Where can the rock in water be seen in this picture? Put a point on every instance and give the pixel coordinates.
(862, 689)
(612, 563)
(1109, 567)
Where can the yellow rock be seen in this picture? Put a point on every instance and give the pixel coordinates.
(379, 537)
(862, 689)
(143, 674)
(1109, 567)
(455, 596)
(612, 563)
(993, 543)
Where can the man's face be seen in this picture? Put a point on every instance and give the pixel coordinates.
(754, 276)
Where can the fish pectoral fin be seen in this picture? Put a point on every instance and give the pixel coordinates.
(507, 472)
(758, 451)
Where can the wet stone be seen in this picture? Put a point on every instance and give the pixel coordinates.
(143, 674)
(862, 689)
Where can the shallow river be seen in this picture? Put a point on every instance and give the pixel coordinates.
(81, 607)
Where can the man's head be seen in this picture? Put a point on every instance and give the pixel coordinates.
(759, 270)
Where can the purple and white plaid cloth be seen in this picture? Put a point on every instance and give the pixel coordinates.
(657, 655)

## Exercise goal
Reproduce the data from the line containing "Where can the man's face" through the last line, inclusive, with "shallow river" replaced by "stream" and nothing else altered.

## Solution
Where can the man's face be seen in this picture? Put a point on every instance and give the pixel coordinates.
(754, 276)
Where can the fish pectoral fin be seen in this picture? Put a point on every instance and give the pixel coordinates.
(507, 472)
(758, 451)
Where can the wet stone be seen in this picture? Put a point on every instance and give the pixel coordinates.
(143, 674)
(862, 689)
Where can the stream be seen in this picture? Put a point on every instance and give the pixel coordinates.
(81, 607)
Where can the man's head be seen in this picture? Put a point on every instance and give the pixel coordinates.
(759, 270)
Where can the purple and white plaid cloth be seen in this picture? Put a point on every instance and give the pixel coordinates.
(657, 655)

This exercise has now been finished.